DIRECTIONS FOR THIS TASK -> Would you return all of this data exactly, leaving nothing out?

EXERCISE INPUT ->

'''

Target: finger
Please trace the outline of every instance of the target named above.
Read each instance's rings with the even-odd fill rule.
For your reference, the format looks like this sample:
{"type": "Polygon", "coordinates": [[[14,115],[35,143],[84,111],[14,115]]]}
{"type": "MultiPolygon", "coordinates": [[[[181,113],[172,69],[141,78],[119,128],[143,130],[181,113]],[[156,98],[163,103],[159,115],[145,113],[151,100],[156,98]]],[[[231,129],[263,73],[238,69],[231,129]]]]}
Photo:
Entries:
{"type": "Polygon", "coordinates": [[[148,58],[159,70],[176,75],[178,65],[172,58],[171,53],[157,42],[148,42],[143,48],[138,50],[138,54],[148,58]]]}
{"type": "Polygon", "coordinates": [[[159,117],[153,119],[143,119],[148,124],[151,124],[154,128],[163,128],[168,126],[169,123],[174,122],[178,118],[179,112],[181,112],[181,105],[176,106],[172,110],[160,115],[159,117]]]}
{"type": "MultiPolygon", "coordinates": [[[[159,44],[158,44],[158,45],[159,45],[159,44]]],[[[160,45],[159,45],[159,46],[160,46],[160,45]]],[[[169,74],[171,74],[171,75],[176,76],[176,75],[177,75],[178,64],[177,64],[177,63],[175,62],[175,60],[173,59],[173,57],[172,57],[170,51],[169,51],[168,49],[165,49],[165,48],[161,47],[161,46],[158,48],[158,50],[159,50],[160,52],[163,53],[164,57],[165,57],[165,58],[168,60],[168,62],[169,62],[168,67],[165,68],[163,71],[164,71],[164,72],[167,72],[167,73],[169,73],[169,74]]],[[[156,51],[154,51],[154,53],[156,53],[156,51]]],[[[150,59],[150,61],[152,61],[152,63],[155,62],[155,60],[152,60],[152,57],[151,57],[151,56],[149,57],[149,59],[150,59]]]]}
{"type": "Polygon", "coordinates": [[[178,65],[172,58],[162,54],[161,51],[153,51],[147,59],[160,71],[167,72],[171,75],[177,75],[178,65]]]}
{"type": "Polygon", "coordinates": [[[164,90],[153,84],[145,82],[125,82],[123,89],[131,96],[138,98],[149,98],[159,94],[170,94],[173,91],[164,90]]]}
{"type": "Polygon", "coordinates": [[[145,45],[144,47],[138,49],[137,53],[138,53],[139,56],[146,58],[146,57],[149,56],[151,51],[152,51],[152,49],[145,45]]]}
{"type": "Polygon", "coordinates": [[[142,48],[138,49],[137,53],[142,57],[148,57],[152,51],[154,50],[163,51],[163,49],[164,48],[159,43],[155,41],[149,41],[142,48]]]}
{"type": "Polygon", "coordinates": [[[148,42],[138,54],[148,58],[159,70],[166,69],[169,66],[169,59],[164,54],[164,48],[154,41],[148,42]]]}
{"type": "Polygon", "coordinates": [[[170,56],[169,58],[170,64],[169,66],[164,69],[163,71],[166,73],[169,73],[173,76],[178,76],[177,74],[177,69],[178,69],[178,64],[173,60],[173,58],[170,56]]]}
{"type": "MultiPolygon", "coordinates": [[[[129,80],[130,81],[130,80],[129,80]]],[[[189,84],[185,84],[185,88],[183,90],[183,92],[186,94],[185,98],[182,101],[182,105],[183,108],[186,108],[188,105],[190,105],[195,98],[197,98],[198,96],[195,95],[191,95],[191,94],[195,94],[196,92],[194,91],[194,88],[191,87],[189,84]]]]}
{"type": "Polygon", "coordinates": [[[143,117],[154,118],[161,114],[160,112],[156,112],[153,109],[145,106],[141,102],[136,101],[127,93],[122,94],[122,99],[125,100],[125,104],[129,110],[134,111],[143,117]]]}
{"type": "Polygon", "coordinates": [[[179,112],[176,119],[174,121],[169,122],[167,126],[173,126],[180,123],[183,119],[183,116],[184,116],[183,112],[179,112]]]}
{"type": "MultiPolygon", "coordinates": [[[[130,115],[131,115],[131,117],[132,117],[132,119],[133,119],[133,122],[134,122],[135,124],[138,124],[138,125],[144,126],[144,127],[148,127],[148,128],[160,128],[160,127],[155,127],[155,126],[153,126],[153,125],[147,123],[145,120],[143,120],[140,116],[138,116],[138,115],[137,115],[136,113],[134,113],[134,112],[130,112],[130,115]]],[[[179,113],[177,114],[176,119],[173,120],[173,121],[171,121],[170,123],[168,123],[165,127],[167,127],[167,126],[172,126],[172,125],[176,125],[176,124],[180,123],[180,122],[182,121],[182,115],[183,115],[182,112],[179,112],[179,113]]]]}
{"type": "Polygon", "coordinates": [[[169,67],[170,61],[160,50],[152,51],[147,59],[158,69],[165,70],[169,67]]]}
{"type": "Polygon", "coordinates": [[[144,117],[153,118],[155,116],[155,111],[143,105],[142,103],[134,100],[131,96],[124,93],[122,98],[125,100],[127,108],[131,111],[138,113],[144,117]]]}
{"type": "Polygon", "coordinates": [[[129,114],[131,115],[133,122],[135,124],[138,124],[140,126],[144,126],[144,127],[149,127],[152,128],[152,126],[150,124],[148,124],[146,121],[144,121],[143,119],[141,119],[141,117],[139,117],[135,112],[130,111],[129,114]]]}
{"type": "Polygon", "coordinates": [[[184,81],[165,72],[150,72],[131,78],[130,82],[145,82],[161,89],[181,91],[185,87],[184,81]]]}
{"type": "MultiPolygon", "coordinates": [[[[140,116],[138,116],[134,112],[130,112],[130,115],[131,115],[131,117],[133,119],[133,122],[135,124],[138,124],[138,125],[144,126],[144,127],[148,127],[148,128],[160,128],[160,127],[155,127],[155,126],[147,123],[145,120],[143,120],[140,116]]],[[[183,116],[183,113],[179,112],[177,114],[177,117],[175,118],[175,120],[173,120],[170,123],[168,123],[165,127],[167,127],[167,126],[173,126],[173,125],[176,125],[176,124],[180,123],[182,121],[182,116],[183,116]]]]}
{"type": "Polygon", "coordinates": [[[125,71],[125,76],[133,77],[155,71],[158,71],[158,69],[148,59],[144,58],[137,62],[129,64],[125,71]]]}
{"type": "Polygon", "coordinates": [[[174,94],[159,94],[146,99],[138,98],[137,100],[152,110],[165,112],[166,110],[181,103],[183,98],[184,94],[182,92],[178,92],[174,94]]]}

'''

EXERCISE SOLUTION ->
Target: finger
Please trace the outline of every instance of the target named above.
Read each instance's rings with the even-odd fill rule.
For your reference, the format looks like this sample:
{"type": "Polygon", "coordinates": [[[14,115],[35,143],[84,111],[14,115]]]}
{"type": "MultiPolygon", "coordinates": [[[[181,113],[172,69],[141,78],[119,128],[143,130],[181,113]],[[156,98],[163,103],[159,115],[145,113],[151,100],[156,98]]],[[[231,129],[263,73],[238,69],[231,129]]]]}
Photo:
Entries:
{"type": "Polygon", "coordinates": [[[148,58],[159,70],[176,75],[178,65],[172,58],[171,53],[157,42],[148,42],[143,48],[138,50],[138,54],[148,58]]]}
{"type": "Polygon", "coordinates": [[[159,117],[153,119],[143,119],[148,124],[151,124],[154,128],[163,128],[168,126],[169,123],[174,122],[178,118],[179,112],[181,112],[181,105],[176,106],[172,110],[160,115],[159,117]]]}
{"type": "MultiPolygon", "coordinates": [[[[159,44],[158,44],[158,45],[159,45],[159,44]]],[[[160,45],[159,45],[159,46],[160,46],[160,45]]],[[[169,74],[171,74],[171,75],[176,76],[176,75],[177,75],[178,64],[177,64],[177,63],[175,62],[175,60],[173,59],[173,57],[172,57],[170,51],[169,51],[168,49],[165,49],[165,48],[161,47],[161,46],[158,48],[158,50],[159,50],[160,52],[163,53],[164,57],[165,57],[165,58],[168,60],[168,62],[169,62],[168,67],[165,68],[163,71],[164,71],[164,72],[167,72],[167,73],[169,73],[169,74]]],[[[156,51],[154,51],[154,53],[156,53],[156,51]]],[[[150,59],[150,61],[152,61],[152,63],[155,62],[155,60],[152,60],[152,57],[151,57],[151,56],[149,57],[149,59],[150,59]]]]}
{"type": "Polygon", "coordinates": [[[178,65],[172,58],[162,54],[161,51],[153,51],[147,59],[160,71],[167,72],[171,75],[177,75],[178,65]]]}
{"type": "Polygon", "coordinates": [[[164,90],[153,84],[145,82],[125,82],[123,89],[131,96],[138,98],[149,98],[159,94],[170,94],[173,91],[164,90]]]}
{"type": "Polygon", "coordinates": [[[145,45],[144,47],[138,49],[137,53],[138,53],[139,56],[146,58],[146,57],[149,56],[151,51],[152,51],[152,49],[145,45]]]}
{"type": "Polygon", "coordinates": [[[142,48],[138,49],[137,53],[142,57],[148,57],[152,51],[154,50],[163,51],[163,49],[164,48],[159,43],[155,41],[149,41],[142,48]]]}
{"type": "Polygon", "coordinates": [[[148,42],[138,54],[148,58],[159,70],[166,69],[169,66],[169,59],[164,54],[164,48],[154,41],[148,42]]]}
{"type": "Polygon", "coordinates": [[[170,56],[169,58],[170,64],[169,66],[164,69],[163,71],[166,73],[169,73],[173,76],[178,76],[177,74],[177,69],[178,69],[178,64],[173,60],[173,58],[170,56]]]}
{"type": "MultiPolygon", "coordinates": [[[[129,80],[130,81],[130,80],[129,80]]],[[[189,84],[185,84],[185,88],[183,90],[183,92],[186,94],[185,98],[182,101],[182,105],[183,108],[186,108],[188,105],[190,105],[195,98],[197,98],[198,96],[195,95],[191,95],[191,94],[195,94],[196,92],[194,91],[194,88],[191,87],[189,84]]]]}
{"type": "Polygon", "coordinates": [[[143,117],[154,118],[161,114],[160,112],[156,112],[153,109],[145,106],[141,102],[136,101],[127,93],[122,94],[122,99],[125,100],[125,104],[129,110],[134,111],[143,117]]]}
{"type": "Polygon", "coordinates": [[[179,112],[176,119],[174,121],[169,122],[167,126],[173,126],[180,123],[183,119],[183,116],[184,116],[183,112],[179,112]]]}
{"type": "MultiPolygon", "coordinates": [[[[130,115],[131,115],[131,117],[132,117],[132,119],[133,119],[133,122],[134,122],[135,124],[138,124],[138,125],[144,126],[144,127],[148,127],[148,128],[160,128],[160,127],[155,127],[155,126],[153,126],[153,125],[147,123],[145,120],[143,120],[140,116],[138,116],[138,115],[137,115],[136,113],[134,113],[134,112],[130,112],[130,115]]],[[[179,113],[177,114],[176,119],[173,120],[173,121],[171,121],[170,123],[168,123],[165,127],[167,127],[167,126],[172,126],[172,125],[176,125],[176,124],[180,123],[180,122],[182,121],[182,115],[183,115],[182,112],[179,112],[179,113]]]]}
{"type": "Polygon", "coordinates": [[[169,67],[170,61],[160,50],[152,51],[147,59],[158,69],[165,70],[169,67]]]}
{"type": "Polygon", "coordinates": [[[144,117],[153,118],[155,116],[155,111],[143,105],[142,103],[134,100],[131,96],[124,93],[122,98],[125,100],[127,108],[131,111],[138,113],[144,117]]]}
{"type": "Polygon", "coordinates": [[[129,114],[131,115],[133,122],[135,124],[138,124],[140,126],[144,126],[144,127],[149,127],[152,128],[152,126],[150,124],[148,124],[146,121],[144,121],[143,119],[141,119],[141,117],[139,117],[135,112],[130,111],[129,114]]]}
{"type": "Polygon", "coordinates": [[[184,81],[165,72],[150,72],[131,78],[130,82],[145,82],[161,89],[181,91],[185,87],[184,81]]]}
{"type": "MultiPolygon", "coordinates": [[[[140,116],[138,116],[134,112],[130,112],[130,115],[131,115],[131,117],[133,119],[133,122],[135,124],[138,124],[138,125],[144,126],[144,127],[148,127],[148,128],[160,128],[160,127],[155,127],[155,126],[147,123],[145,120],[143,120],[140,116]]],[[[183,116],[183,113],[179,112],[177,114],[177,117],[175,118],[175,120],[173,120],[170,123],[168,123],[165,127],[167,127],[167,126],[173,126],[173,125],[176,125],[176,124],[180,123],[182,121],[182,116],[183,116]]]]}
{"type": "Polygon", "coordinates": [[[125,71],[125,76],[133,77],[155,71],[158,71],[158,69],[148,59],[144,58],[137,62],[129,64],[125,71]]]}
{"type": "Polygon", "coordinates": [[[174,94],[159,94],[146,99],[138,98],[137,100],[152,110],[165,112],[166,110],[181,103],[183,98],[184,94],[182,92],[178,92],[174,94]]]}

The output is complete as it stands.